> [Task to complete]: Transcribe word for word the lines spanning the line with "Where can you spot the street" through the end of the records.

··· Dataset ···

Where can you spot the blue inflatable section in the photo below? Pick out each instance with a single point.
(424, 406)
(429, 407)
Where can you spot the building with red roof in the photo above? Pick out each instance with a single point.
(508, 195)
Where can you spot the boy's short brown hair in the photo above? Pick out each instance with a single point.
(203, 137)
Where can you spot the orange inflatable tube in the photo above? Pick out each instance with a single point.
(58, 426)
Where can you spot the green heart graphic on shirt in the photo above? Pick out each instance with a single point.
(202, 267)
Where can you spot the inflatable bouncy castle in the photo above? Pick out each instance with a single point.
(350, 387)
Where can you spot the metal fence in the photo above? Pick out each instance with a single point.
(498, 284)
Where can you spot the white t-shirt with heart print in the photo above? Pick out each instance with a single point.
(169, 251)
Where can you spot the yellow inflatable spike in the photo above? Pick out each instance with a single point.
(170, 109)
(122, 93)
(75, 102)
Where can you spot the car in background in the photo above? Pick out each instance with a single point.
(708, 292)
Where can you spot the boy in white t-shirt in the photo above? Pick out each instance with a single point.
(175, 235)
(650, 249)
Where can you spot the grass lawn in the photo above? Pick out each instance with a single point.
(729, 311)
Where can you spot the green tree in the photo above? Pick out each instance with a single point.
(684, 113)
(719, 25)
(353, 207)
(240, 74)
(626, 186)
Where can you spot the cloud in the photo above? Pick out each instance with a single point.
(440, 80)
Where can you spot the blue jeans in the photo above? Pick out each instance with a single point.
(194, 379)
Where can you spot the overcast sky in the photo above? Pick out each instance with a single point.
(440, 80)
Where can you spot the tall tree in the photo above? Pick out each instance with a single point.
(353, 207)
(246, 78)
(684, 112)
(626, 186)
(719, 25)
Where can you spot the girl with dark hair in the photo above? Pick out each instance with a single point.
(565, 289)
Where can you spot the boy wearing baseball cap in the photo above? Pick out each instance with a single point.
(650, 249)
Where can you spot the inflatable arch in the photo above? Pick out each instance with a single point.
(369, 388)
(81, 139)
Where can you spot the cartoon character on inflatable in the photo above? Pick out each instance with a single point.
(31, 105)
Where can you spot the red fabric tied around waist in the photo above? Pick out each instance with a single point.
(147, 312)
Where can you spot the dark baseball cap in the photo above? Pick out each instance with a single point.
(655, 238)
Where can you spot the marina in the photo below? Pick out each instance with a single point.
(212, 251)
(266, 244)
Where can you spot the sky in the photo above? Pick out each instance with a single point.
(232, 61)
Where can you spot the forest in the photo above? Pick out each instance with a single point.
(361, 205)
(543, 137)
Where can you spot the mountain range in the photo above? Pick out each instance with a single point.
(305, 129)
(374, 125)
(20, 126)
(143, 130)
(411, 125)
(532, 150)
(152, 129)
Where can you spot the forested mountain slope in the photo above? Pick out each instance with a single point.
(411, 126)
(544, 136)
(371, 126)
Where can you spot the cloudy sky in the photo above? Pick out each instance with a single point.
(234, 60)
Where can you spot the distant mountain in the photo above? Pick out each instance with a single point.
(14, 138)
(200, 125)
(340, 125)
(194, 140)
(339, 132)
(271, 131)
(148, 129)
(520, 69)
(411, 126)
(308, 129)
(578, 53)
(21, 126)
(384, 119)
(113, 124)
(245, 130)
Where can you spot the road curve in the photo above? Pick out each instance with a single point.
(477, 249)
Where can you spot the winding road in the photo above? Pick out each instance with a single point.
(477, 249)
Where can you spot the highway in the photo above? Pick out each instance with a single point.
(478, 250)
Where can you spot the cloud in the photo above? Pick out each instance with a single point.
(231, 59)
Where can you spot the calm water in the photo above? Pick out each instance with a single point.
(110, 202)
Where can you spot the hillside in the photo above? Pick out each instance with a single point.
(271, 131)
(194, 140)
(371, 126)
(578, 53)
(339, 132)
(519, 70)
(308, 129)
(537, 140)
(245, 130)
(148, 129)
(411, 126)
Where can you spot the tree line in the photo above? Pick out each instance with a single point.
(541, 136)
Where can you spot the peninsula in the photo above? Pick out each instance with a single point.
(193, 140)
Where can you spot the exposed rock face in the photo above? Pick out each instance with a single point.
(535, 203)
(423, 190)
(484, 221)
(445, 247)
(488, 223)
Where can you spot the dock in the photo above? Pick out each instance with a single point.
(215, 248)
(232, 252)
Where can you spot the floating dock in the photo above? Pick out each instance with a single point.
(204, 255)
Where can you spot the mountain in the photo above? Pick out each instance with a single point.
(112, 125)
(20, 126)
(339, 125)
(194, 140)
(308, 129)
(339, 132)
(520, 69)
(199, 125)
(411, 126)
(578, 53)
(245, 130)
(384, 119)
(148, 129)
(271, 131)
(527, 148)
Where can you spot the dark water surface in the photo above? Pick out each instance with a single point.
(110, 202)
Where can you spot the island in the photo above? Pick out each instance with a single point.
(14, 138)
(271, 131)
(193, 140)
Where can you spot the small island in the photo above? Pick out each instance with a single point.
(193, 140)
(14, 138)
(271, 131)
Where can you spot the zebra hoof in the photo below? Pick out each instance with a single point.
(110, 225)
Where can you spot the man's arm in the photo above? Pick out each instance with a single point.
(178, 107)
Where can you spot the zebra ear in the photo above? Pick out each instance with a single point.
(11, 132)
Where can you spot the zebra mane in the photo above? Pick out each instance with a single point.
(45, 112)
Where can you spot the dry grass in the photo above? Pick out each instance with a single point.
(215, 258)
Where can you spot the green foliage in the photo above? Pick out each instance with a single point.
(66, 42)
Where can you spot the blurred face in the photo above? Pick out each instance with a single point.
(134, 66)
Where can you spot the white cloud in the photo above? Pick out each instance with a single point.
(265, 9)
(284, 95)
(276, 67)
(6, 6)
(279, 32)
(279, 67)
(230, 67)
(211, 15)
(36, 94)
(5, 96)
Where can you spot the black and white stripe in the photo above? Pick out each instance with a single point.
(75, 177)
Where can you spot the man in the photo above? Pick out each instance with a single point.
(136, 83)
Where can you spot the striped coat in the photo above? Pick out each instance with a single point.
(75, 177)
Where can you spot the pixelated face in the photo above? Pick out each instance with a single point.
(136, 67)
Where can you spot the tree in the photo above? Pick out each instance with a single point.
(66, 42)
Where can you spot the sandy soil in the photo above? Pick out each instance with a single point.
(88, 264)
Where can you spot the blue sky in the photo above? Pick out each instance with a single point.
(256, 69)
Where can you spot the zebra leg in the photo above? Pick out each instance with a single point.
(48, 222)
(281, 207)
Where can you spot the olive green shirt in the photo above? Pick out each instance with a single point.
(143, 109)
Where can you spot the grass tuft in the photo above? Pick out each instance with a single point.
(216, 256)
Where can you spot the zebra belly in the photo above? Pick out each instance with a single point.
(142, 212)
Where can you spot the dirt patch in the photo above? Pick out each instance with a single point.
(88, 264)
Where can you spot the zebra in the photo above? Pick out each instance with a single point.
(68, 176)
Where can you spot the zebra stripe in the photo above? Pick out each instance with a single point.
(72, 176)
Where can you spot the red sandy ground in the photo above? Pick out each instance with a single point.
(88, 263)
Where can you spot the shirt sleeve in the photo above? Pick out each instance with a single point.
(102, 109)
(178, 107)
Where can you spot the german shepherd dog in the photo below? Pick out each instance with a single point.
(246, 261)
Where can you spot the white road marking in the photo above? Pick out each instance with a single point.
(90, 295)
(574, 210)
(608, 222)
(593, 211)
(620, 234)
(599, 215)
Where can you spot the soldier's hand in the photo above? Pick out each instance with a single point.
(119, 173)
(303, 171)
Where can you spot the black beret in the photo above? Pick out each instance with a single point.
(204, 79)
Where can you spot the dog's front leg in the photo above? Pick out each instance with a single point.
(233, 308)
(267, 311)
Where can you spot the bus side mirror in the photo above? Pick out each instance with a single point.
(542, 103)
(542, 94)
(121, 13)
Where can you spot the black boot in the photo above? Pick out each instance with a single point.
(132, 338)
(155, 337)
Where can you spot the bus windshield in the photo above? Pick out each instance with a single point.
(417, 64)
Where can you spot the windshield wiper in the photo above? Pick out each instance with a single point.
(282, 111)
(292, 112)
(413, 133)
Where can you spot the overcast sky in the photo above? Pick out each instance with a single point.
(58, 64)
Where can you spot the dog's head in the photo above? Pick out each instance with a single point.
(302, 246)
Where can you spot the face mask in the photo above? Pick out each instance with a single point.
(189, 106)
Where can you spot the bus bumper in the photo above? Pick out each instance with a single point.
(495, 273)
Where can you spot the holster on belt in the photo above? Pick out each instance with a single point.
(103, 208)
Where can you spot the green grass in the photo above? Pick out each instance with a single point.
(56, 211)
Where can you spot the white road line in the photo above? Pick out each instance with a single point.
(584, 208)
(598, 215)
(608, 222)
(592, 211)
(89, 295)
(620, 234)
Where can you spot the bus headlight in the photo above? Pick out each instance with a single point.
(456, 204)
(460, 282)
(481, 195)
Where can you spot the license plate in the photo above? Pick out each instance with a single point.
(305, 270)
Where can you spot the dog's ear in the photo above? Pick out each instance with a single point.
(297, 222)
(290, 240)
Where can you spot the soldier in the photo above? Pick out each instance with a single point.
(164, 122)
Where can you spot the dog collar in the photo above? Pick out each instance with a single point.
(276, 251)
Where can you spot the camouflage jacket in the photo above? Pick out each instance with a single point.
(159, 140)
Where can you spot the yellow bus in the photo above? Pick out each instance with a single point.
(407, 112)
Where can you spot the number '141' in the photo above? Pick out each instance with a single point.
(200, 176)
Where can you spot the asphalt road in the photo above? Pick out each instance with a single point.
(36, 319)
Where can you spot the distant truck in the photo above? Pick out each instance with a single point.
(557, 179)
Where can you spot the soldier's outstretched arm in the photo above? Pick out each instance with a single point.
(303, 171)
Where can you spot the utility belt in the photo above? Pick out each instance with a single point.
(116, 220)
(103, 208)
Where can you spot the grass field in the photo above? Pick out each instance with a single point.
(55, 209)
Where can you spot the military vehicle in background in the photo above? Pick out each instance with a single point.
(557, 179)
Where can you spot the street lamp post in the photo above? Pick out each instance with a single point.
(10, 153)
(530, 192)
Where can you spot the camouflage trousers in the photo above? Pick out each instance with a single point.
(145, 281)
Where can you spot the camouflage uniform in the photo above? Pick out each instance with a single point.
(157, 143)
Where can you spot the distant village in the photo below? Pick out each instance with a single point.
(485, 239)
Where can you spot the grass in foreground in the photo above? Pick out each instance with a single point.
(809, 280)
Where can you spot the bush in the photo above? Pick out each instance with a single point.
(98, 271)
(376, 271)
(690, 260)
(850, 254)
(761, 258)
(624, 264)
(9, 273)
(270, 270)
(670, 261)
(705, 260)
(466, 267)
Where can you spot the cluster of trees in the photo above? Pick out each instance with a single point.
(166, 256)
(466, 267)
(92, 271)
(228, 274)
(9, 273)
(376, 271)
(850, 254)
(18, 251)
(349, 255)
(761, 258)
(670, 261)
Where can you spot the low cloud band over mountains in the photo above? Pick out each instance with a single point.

···

> [Output of the task]:
Where can you spot the street lamp post in the photo above? Pick out each instance with a single point.
(10, 153)
(530, 192)
Where can you spot the camouflage trousers in the photo above? Pick out each instance with a single point.
(145, 281)
Where can you spot the camouflage uniform in the photo above? Pick out each instance with a single point.
(157, 143)
Where can you spot the distant village in the photo below? Pick out each instance with a single point.
(485, 239)
Where can you spot the grass in foreground in the photo above? Pick out each instance with a single point.
(809, 280)
Where can you spot the bush in the photo above? Pick out each instance with a single point.
(98, 271)
(376, 271)
(690, 260)
(850, 254)
(761, 258)
(624, 264)
(9, 273)
(270, 270)
(670, 261)
(705, 260)
(466, 267)
Where can you spot the cluster of trees in the photo above? Pick out each instance with a single point.
(166, 256)
(466, 267)
(92, 271)
(228, 274)
(9, 273)
(376, 271)
(850, 254)
(18, 251)
(349, 255)
(761, 258)
(670, 261)
Where can you spot the low cloud band over mountains in the photo above? Pick out each instance with a single point.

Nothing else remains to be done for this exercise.